**THINGS TO DO:**
A. Answer these from the source text on Strangers, one line each:
(i) What rank does Strangers hold on the New York Times bestseller list?
(ii) Where did Belle Burden and her husband go during the height of Covid?
(iii) How does she learn of her husband's affair?
B. Set down the part of the source text on Strangers that begins at the words "Belle Burden has" and stops after "is not typical.".

Clementina

Clementina

Obsessions: Strangers

The Book America Can't Put Down

Emilie Hawtin
May 09, 2026
∙ Paid
Babe Paley and Belle Burden.

Belle Burden has a hold on American women. Her debut book, Strangers, is the number one New York Times bestseller. She’s a Harvard-educated lawyer with limited professional writing experience, and has written a memoir so absorbing that people cannot put it down. Every friend of mine seems to have read it in one or two sittings, and I have too, which is not typical.

For those who haven’t read it, Strangers dives into the overnight dissolution of Belle’s seemingly picture perfect marriage during the height of Covid, when she and her husband decamped from Manhattan to their Martha’s Vineyard beach house. She finds out about his affair by phone from a stranger, and afterwards her husband walked out, said he didn’t want their life anymore, and told her to keep the kids. He never came back. That might sound unremarkable. The book is anything but.

**RAW DATA:**
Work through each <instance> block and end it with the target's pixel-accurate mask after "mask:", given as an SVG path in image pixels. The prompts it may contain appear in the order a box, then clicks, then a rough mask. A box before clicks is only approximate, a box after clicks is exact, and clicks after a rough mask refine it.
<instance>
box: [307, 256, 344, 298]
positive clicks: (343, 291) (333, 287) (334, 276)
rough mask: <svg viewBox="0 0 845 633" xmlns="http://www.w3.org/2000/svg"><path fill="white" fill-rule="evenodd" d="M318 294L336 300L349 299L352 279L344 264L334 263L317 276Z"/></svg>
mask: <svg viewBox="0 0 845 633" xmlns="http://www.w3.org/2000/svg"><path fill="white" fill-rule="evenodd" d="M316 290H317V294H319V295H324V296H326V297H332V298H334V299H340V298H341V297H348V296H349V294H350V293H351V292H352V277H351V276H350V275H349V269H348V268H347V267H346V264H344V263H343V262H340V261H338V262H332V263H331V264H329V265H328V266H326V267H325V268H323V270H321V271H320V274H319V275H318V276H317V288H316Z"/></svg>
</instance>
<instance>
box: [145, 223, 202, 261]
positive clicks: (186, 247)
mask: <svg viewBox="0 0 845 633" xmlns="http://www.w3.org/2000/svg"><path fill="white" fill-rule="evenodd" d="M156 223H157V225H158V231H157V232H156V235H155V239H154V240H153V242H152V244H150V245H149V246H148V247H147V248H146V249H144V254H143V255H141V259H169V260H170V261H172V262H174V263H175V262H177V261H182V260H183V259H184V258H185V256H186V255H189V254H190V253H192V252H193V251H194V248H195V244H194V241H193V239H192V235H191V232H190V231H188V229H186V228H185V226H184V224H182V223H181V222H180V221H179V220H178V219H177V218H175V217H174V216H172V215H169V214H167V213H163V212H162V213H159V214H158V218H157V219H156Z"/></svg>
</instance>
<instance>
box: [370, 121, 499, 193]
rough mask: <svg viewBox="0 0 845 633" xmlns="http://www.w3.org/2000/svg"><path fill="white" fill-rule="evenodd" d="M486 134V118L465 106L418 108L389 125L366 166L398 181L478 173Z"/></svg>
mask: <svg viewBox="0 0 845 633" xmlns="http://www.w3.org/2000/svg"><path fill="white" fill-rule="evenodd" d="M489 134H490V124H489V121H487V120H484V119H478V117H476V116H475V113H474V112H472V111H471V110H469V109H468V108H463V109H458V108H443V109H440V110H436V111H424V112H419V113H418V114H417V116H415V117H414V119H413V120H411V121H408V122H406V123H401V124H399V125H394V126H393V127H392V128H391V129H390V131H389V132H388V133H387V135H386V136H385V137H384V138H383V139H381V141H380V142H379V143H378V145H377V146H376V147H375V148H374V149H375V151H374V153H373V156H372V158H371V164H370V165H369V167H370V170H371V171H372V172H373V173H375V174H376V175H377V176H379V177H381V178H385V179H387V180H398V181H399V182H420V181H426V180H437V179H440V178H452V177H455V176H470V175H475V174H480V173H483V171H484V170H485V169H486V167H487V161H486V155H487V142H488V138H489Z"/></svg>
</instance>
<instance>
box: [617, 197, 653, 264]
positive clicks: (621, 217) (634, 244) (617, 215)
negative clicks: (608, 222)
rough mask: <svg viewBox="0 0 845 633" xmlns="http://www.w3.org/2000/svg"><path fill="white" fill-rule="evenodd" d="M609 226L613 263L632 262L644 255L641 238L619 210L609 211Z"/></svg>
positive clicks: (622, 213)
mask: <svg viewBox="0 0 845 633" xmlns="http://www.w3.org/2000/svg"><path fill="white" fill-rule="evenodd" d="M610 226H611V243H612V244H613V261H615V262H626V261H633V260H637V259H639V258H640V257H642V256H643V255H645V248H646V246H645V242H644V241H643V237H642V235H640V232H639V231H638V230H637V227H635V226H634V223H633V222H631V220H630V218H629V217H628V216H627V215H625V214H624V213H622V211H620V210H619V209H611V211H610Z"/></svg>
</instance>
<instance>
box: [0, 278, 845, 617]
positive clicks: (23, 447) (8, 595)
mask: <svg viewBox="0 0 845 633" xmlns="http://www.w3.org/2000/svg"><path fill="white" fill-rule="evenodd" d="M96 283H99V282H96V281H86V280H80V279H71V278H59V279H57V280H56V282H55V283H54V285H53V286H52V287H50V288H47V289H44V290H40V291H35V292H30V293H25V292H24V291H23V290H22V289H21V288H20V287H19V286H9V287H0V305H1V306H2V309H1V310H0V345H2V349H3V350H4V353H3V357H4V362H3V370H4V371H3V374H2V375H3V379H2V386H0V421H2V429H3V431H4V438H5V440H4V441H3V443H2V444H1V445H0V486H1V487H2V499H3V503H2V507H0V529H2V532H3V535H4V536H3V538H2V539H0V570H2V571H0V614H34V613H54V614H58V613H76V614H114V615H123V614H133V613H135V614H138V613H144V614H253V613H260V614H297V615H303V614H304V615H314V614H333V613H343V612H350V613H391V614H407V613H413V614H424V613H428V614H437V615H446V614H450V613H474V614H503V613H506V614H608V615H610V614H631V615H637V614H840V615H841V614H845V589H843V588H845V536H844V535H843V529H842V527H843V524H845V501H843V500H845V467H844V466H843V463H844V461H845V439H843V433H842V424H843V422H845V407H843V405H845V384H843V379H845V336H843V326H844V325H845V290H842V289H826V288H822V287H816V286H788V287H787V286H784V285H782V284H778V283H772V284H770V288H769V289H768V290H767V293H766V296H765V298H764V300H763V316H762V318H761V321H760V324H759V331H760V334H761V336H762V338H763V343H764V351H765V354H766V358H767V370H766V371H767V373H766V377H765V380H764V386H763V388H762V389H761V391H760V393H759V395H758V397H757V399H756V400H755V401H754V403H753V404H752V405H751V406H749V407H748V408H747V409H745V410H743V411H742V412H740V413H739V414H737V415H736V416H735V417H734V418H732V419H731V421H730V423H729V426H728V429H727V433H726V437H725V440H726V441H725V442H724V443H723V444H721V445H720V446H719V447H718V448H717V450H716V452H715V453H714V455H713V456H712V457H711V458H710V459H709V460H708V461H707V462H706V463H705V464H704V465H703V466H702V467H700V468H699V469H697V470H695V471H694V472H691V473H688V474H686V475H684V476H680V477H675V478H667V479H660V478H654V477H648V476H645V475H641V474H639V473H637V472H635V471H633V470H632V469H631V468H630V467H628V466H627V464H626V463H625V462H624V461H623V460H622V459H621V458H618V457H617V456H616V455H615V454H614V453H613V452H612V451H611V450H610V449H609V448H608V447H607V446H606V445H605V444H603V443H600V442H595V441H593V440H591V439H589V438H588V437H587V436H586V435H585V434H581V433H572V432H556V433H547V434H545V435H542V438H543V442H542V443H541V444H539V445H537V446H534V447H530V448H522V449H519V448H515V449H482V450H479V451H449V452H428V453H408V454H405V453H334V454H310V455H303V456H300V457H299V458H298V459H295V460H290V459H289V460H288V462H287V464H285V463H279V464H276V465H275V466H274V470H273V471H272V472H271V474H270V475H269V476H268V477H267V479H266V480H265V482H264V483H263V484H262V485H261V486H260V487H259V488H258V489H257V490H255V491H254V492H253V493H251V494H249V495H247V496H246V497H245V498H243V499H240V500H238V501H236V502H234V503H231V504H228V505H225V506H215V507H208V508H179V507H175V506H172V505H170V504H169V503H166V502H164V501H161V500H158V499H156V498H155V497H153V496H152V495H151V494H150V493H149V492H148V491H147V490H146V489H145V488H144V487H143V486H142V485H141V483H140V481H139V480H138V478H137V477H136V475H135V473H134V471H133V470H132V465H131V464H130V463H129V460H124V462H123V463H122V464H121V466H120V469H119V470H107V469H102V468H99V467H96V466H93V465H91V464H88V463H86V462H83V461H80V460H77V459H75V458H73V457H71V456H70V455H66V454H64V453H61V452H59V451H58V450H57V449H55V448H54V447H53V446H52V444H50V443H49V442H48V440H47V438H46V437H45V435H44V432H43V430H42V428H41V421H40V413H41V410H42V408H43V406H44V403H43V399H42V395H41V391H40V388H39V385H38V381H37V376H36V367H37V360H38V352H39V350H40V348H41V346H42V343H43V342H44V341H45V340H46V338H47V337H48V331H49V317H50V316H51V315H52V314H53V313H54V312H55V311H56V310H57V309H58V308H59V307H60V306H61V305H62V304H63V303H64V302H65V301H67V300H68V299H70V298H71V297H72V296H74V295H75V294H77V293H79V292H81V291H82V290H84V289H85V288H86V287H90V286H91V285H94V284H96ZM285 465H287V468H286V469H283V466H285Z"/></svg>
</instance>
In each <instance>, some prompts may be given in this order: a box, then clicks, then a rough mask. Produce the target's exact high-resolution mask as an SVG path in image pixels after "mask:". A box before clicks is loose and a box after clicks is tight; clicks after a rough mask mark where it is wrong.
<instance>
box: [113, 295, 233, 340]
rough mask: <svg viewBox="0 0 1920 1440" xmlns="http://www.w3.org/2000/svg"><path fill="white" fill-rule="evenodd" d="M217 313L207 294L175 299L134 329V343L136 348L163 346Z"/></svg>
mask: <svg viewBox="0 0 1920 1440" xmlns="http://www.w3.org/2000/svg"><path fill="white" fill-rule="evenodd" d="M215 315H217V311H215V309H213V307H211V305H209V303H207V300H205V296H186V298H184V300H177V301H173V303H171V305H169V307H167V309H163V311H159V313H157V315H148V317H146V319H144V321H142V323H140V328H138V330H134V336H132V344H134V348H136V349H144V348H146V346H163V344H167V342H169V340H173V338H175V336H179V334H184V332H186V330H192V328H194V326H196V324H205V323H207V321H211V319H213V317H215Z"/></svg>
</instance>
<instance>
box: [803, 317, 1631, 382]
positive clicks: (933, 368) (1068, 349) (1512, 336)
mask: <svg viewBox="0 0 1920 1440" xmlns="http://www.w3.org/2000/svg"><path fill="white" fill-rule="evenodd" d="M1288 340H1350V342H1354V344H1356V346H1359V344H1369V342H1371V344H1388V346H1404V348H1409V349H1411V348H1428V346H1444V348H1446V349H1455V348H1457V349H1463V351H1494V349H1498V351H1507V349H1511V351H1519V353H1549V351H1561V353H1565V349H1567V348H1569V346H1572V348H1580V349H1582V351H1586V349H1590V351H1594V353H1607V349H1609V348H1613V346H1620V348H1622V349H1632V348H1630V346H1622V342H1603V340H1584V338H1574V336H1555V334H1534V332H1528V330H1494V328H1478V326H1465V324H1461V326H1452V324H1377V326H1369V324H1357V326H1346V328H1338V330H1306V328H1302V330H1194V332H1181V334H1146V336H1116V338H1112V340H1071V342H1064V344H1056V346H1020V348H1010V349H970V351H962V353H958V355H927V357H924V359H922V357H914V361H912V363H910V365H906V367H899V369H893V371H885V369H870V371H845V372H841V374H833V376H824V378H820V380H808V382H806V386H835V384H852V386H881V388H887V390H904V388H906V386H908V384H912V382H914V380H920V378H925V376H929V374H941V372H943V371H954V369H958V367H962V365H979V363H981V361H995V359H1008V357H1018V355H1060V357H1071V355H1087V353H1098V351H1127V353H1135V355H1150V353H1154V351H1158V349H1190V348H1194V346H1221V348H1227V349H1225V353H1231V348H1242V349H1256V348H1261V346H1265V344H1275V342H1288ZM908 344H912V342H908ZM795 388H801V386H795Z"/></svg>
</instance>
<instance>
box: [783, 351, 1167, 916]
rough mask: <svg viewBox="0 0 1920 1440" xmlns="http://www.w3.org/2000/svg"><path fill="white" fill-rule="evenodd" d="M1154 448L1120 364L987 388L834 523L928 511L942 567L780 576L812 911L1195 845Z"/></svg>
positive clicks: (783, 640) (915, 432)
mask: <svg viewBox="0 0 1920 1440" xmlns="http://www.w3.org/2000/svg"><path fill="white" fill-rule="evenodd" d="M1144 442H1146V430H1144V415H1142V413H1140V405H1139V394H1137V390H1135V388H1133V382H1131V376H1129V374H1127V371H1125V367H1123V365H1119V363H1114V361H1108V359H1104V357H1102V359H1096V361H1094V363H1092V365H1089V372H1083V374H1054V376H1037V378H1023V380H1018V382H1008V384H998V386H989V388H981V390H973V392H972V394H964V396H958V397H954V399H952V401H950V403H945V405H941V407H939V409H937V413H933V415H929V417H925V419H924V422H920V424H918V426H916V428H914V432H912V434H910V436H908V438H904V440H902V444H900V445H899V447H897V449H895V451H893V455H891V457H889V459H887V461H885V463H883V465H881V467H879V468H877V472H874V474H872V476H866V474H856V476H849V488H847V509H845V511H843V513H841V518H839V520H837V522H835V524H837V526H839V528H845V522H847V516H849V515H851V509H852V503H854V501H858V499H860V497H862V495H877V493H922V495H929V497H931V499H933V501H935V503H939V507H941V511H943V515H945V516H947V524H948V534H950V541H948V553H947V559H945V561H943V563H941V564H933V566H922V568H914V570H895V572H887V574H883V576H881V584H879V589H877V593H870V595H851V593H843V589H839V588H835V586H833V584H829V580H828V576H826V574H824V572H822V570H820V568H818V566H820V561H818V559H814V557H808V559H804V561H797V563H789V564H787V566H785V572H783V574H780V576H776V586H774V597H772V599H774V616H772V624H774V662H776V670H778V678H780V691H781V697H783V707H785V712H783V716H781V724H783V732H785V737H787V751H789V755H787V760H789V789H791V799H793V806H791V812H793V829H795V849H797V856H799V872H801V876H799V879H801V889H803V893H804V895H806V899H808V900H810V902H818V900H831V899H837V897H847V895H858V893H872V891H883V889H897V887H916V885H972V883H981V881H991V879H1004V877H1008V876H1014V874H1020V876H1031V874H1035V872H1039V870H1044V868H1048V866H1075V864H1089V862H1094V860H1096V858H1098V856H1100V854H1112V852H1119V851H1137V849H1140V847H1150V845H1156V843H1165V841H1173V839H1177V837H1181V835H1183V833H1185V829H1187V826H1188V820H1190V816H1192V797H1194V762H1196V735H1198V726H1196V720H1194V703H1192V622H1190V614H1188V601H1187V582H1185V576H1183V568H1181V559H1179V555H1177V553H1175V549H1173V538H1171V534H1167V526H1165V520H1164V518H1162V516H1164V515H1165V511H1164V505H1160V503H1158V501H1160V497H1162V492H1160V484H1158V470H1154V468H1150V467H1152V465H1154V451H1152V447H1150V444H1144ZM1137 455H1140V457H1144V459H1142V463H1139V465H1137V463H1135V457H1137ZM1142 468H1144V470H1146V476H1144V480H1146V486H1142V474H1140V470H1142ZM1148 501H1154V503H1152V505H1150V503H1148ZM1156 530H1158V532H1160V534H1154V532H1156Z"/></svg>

**RESPONSES BY ITEM NUMBER:**
A.
(i) Number one.
(ii) From Manhattan to their Martha's Vineyard beach house.
(iii) By phone from a stranger.

B.
Belle Burden has a hold on American women. Her debut book, Strangers, is the number one New York Times bestseller. She’s a Harvard-educated lawyer with limited professional writing experience, and has written a memoir so absorbing that people cannot put it down. Every friend of mine seems to have read it in one or two sittings, and I have too, which is not typical.